What you have to do -
Transcribe the listing that follows in full, omitting pictures.

┏━━

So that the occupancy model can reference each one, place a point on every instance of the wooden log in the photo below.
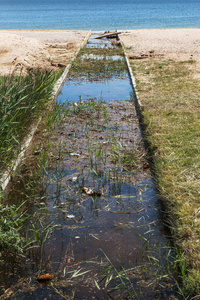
(108, 35)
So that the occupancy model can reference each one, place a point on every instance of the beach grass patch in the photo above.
(22, 99)
(170, 96)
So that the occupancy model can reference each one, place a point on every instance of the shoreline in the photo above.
(49, 49)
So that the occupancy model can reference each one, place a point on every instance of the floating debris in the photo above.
(70, 216)
(45, 277)
(91, 192)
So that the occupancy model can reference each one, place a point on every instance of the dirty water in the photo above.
(100, 230)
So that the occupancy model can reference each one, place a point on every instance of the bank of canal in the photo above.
(94, 212)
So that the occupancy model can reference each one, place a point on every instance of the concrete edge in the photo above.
(63, 77)
(6, 177)
(132, 78)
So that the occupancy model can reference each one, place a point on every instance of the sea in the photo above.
(98, 15)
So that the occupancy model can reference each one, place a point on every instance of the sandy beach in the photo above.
(43, 49)
(52, 49)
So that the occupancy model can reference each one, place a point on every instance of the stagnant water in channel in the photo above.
(99, 230)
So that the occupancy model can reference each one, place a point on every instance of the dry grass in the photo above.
(170, 95)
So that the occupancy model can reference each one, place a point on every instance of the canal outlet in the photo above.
(94, 211)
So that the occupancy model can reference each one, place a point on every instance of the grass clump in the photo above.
(11, 220)
(21, 99)
(170, 96)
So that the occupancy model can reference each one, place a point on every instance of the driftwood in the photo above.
(112, 34)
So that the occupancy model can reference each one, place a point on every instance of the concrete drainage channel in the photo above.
(99, 203)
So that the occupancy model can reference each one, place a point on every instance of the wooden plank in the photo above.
(108, 35)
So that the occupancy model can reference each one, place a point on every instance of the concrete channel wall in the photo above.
(133, 81)
(6, 176)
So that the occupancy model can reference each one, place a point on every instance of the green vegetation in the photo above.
(169, 93)
(21, 100)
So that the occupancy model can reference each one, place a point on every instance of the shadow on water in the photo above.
(98, 225)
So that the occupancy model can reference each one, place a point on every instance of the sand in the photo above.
(53, 49)
(43, 49)
(174, 44)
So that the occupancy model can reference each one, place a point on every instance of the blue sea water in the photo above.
(99, 14)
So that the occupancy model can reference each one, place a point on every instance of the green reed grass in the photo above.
(21, 99)
(169, 92)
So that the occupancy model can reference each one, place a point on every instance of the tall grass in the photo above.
(21, 99)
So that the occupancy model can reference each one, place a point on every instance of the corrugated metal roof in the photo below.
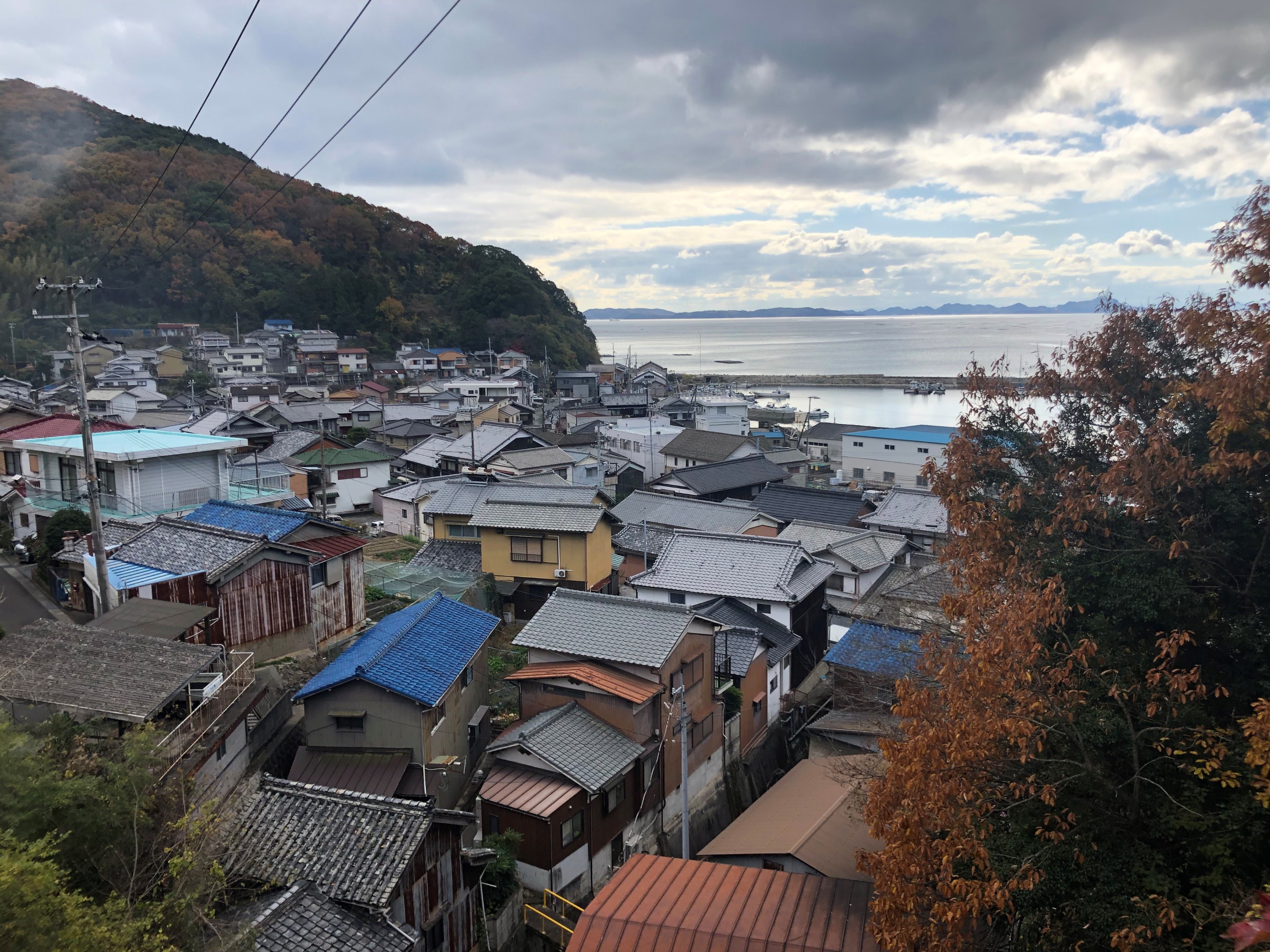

┗━━

Written solution -
So that the occupancy model can reference each one, place a point on every instance of the wooden log in the photo below.
(108, 35)
So that the occupancy model can reference each one, place a point on every instance of the beach grass patch in the photo above.
(22, 99)
(170, 96)
So that the occupancy model can reference each one, place a point on every instance of the shoreline in the photo above.
(49, 49)
So that the occupancy model can reference each one, place a point on every instance of the floating debris in the photo above.
(70, 216)
(45, 277)
(91, 192)
So that the occupancy model can reference each one, place a point on every instance of the dirty water in the photo above.
(100, 230)
So that the occupancy model can reference each one, place a point on every instance of the bank of canal in the photo above.
(94, 212)
So that the occupancy model can reference each one, place a point on every instance of the concrete edge in the photo above.
(63, 77)
(6, 177)
(132, 78)
So that the occupancy model can reference each one, place a point on every instance of the sea in the photo above.
(98, 15)
So that the occupancy model can reference each one, place a point on every instance of the sandy beach in the photo above.
(43, 49)
(52, 49)
So that the occupancy model can reference each one, place a point on every instance of the stagnant water in channel in the photo above.
(99, 230)
So that the occupancy model can reference each one, place a point on every instance of the dry grass in the photo above.
(170, 95)
So that the occupancy model can reference each one, place a point on every instance of the canal outlet in the photo above.
(94, 211)
So that the occupancy model can reference each one, place a point on every instance of the grass clump in the photo above.
(11, 220)
(21, 99)
(170, 96)
So that the occupancy model can reference each one, place a point on every instance of the driftwood in the photo above.
(112, 34)
So that the occupancy model can reference each one, place a point on every instance of the concrete drainage channel in the photo above.
(99, 203)
So that the occupancy model can reference each one, place a point on every instance of the wooden plank in the photo above.
(108, 35)
So that the occupancy model can reference each one, place a point on every instance of the concrete channel wall in the photo above.
(133, 81)
(6, 176)
So that the occupancy model can reference each one, place a point on every instance of the green vegetation in the photo above.
(169, 93)
(21, 100)
So that the occupancy model can reference each one, place a point on every instance of the shadow on water in the photo above.
(98, 225)
So that the occupancy model can reference each one, place a point on every instance of the sand in the photo above.
(53, 49)
(43, 49)
(174, 44)
So that the occupancy model can reference each one, place a point on every instance of the blue sea water in the photo above.
(99, 14)
So that the occupancy model can reference each one, place a point on every instance of the green reed grass in the photo above.
(21, 99)
(169, 92)
So that the occupancy model can reference each one, place a point on every instance of the tall grass in the photo above.
(21, 99)
So that the occupancy model can reference each one, place a point on every instance of the corrugated metal roof in the photo below.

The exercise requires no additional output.